((

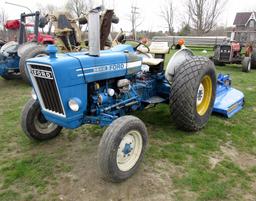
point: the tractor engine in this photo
(121, 95)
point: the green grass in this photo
(29, 169)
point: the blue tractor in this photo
(104, 87)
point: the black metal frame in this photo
(22, 30)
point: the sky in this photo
(149, 11)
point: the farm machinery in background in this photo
(67, 36)
(14, 54)
(236, 52)
(102, 87)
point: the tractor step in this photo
(154, 100)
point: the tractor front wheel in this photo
(246, 64)
(122, 148)
(193, 93)
(35, 125)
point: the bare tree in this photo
(3, 19)
(77, 7)
(47, 9)
(204, 14)
(135, 19)
(167, 14)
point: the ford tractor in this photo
(14, 54)
(104, 87)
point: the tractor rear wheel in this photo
(253, 59)
(246, 64)
(35, 125)
(193, 93)
(32, 52)
(122, 148)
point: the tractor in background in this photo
(14, 54)
(103, 87)
(235, 52)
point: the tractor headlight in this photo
(74, 104)
(33, 94)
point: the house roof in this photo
(242, 18)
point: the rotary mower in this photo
(104, 87)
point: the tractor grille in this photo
(225, 51)
(46, 86)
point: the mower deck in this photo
(228, 100)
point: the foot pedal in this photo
(154, 100)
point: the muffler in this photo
(94, 32)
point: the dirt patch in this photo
(214, 160)
(244, 160)
(151, 182)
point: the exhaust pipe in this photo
(94, 32)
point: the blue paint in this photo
(88, 78)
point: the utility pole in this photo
(134, 17)
(19, 5)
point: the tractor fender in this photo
(175, 62)
(24, 47)
(8, 47)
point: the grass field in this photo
(217, 163)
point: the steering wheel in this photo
(138, 45)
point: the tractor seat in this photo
(159, 48)
(152, 61)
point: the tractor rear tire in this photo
(218, 63)
(30, 53)
(246, 64)
(34, 125)
(122, 148)
(193, 93)
(253, 59)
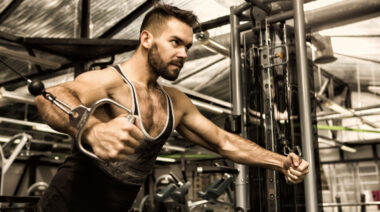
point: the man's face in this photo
(169, 49)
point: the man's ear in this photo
(146, 39)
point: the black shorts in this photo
(80, 185)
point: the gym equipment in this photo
(6, 162)
(175, 191)
(78, 116)
(37, 189)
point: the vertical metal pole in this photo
(241, 183)
(84, 28)
(304, 102)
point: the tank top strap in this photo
(170, 124)
(133, 91)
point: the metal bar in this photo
(221, 21)
(239, 9)
(359, 58)
(262, 6)
(311, 199)
(24, 57)
(201, 96)
(210, 108)
(349, 161)
(374, 111)
(9, 10)
(241, 182)
(362, 200)
(346, 204)
(85, 19)
(34, 125)
(127, 19)
(198, 70)
(280, 17)
(341, 13)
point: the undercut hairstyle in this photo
(155, 20)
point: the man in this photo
(128, 150)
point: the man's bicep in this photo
(199, 129)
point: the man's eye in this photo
(175, 42)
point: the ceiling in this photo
(50, 30)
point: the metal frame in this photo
(241, 182)
(7, 162)
(127, 19)
(311, 199)
(9, 10)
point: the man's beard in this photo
(160, 67)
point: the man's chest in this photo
(150, 106)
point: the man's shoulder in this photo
(172, 91)
(101, 76)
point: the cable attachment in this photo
(61, 105)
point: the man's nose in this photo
(182, 53)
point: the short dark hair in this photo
(157, 17)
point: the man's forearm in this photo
(54, 116)
(244, 151)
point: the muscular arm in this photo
(110, 137)
(198, 129)
(73, 94)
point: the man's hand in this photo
(295, 168)
(115, 139)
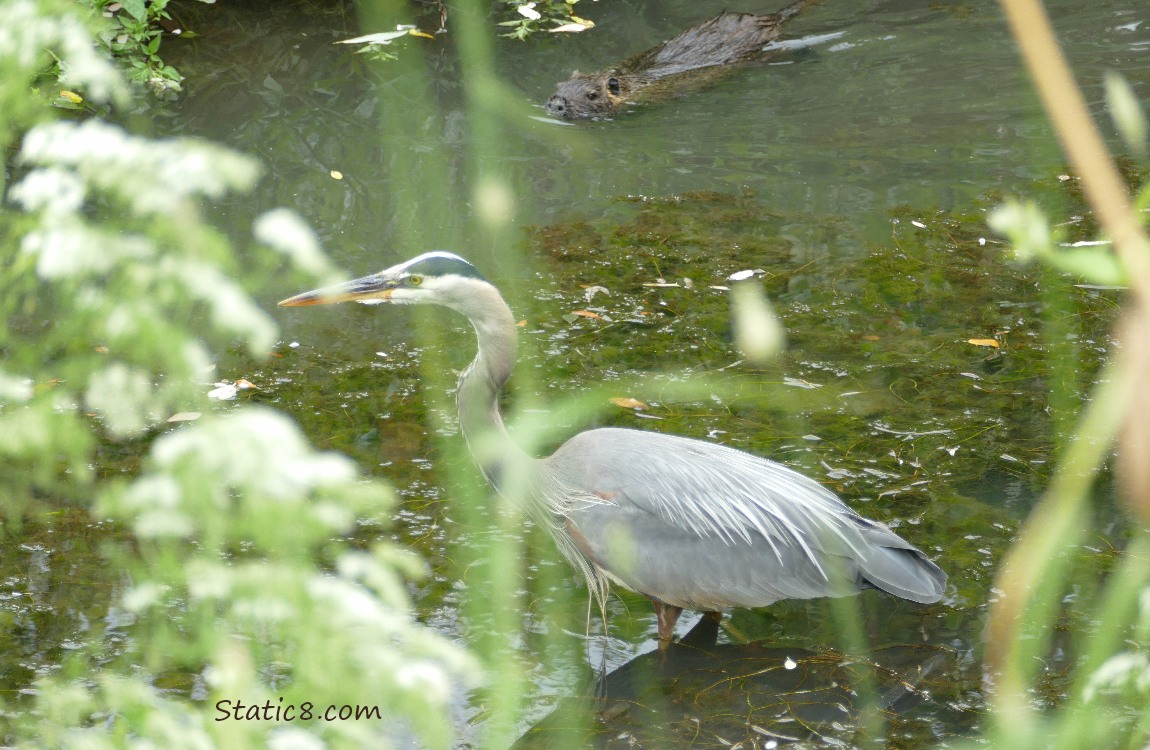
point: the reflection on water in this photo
(853, 173)
(699, 693)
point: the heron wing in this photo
(705, 526)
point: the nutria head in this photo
(588, 94)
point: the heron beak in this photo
(376, 288)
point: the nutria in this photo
(725, 40)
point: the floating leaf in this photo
(591, 291)
(569, 28)
(383, 37)
(223, 391)
(758, 334)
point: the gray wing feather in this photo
(705, 526)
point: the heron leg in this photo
(667, 615)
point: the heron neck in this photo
(500, 459)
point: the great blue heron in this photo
(687, 523)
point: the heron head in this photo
(431, 277)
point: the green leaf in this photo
(137, 8)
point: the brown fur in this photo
(690, 59)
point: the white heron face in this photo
(431, 277)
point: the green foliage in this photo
(132, 35)
(1105, 704)
(117, 293)
(542, 15)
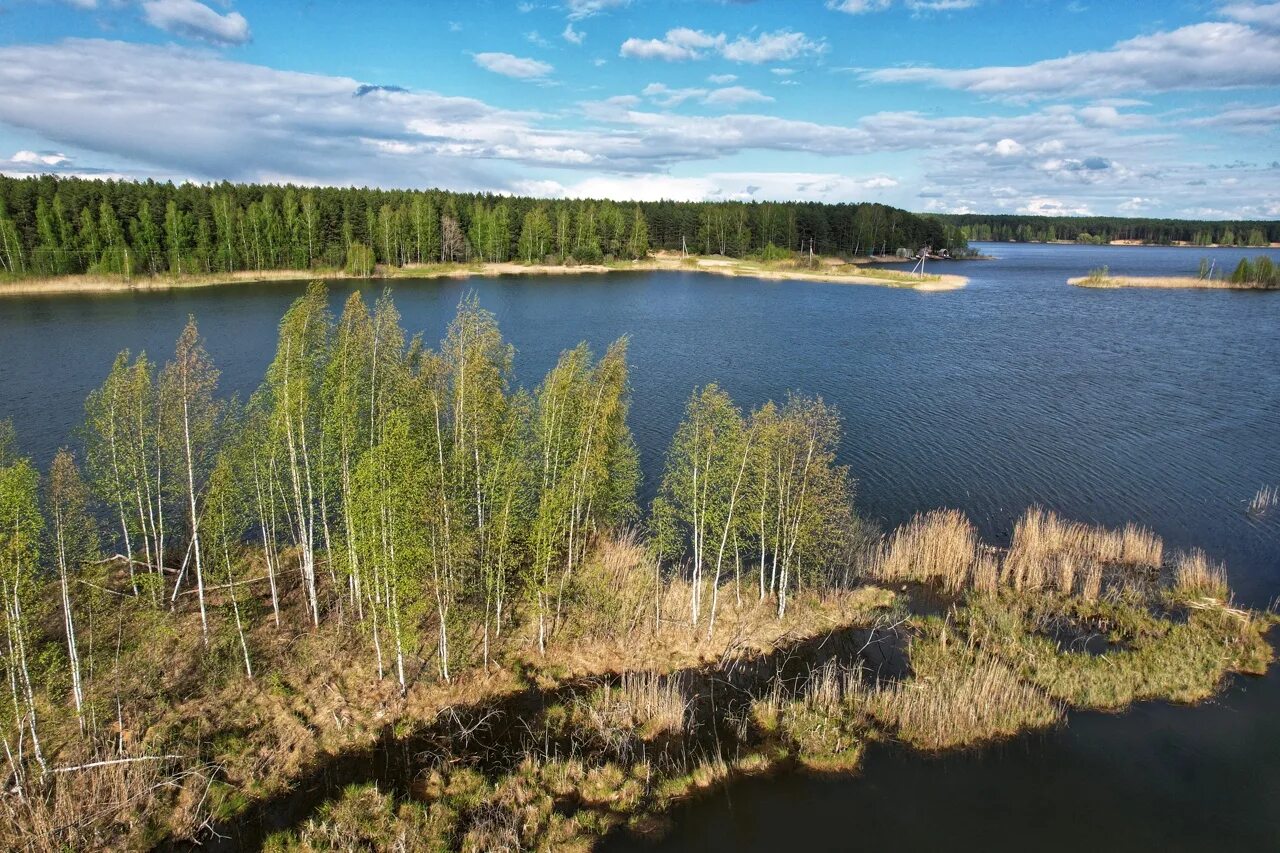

))

**DIRECTION**.
Reproduce all of the records above word for word, omitting the pictures.

**RESULT OF THE TASK**.
point: the tractor engine in this photo
(121, 95)
point: the green grass in this photo
(29, 169)
point: the blue tractor in this photo
(104, 87)
point: the black metal frame in this photo
(22, 30)
point: the sky in this photo
(149, 11)
point: the farm machinery in background in this photo
(67, 36)
(14, 54)
(236, 52)
(102, 87)
point: the tractor step in this photo
(154, 100)
point: the tractor front wheel in this photo
(246, 64)
(122, 148)
(193, 93)
(35, 125)
point: the bare tree in this photo
(3, 19)
(77, 7)
(47, 9)
(204, 14)
(135, 19)
(167, 14)
point: the ford tractor in this photo
(14, 54)
(104, 87)
point: the tractor rear wheel in this photo
(253, 59)
(246, 64)
(35, 125)
(193, 93)
(32, 52)
(122, 148)
point: the tractor in background in this photo
(14, 54)
(103, 87)
(235, 52)
point: the tractor headlight in this photo
(74, 104)
(33, 94)
point: the house roof in this photo
(242, 18)
point: the rotary mower in this photo
(104, 87)
point: the tractor grille in this photo
(225, 51)
(46, 86)
point: the mower deck in this photo
(228, 100)
point: the foot pedal in this photo
(154, 100)
point: the muffler in this photo
(94, 32)
point: the dirt patch in this photo
(214, 160)
(244, 160)
(151, 182)
point: the exhaust pipe in this photo
(94, 32)
point: the blue paint in this photo
(88, 78)
point: the utility pole in this photo
(134, 17)
(19, 5)
point: the tractor fender in this photo
(175, 62)
(24, 47)
(8, 47)
point: the grass field in this photo
(217, 163)
point: the steering wheel in this photo
(138, 45)
point: the tractor seat in this photo
(159, 48)
(152, 61)
point: the tractor rear tire in this photo
(218, 63)
(30, 53)
(246, 64)
(34, 125)
(122, 148)
(193, 93)
(253, 59)
point: the man's face in this photo
(169, 49)
point: the man's ear in this photo
(146, 39)
point: the black shorts in this photo
(80, 185)
point: the gym equipment in this photo
(6, 162)
(175, 191)
(78, 116)
(37, 189)
point: the vertical metal pole in this photo
(241, 183)
(84, 28)
(304, 102)
point: the tank top strap in this photo
(170, 124)
(133, 91)
point: the metal bar in this photo
(221, 21)
(239, 9)
(359, 58)
(262, 6)
(311, 199)
(24, 57)
(201, 96)
(210, 108)
(349, 161)
(374, 111)
(9, 10)
(241, 182)
(362, 200)
(346, 204)
(85, 19)
(34, 125)
(127, 19)
(198, 70)
(280, 17)
(341, 13)
point: the undercut hairstyle in this photo
(155, 20)
point: the man in this photo
(128, 150)
point: the man's bicep in this photo
(199, 129)
point: the man's eye in this photo
(175, 42)
point: the ceiling in this photo
(50, 30)
point: the metal frame in this photo
(241, 182)
(7, 162)
(127, 19)
(311, 199)
(9, 10)
point: the man's beard in this photo
(160, 67)
point: the man's chest in this photo
(150, 106)
point: the man's shoulder in this photo
(172, 91)
(101, 76)
point: the cable attachment in this photo
(61, 105)
point: the man's nose in this photo
(182, 53)
point: the short dark hair in this photo
(157, 17)
point: the man's forearm in this photo
(54, 116)
(244, 151)
point: the muscular arm in this photo
(110, 137)
(198, 129)
(73, 94)
point: the man's hand in this photo
(295, 168)
(115, 139)
point: the reflection on water in this photo
(853, 173)
(699, 693)
point: the heron wing in this photo
(705, 526)
point: the nutria head in this photo
(588, 94)
point: the heron beak in this photo
(376, 288)
point: the nutria in this photo
(725, 40)
point: the floating leaf in this photo
(591, 291)
(569, 28)
(383, 37)
(223, 391)
(758, 334)
point: the gray wing feather in this photo
(705, 526)
point: the heron leg in this photo
(667, 615)
point: the heron neck in this photo
(500, 459)
point: the great blue heron in this photo
(687, 523)
point: the heron head in this photo
(431, 277)
point: the green leaf in this photo
(137, 8)
point: the brown fur in this photo
(690, 59)
point: the white heron face in this photo
(431, 277)
point: the green foliage in this photo
(132, 35)
(1105, 704)
(117, 293)
(542, 15)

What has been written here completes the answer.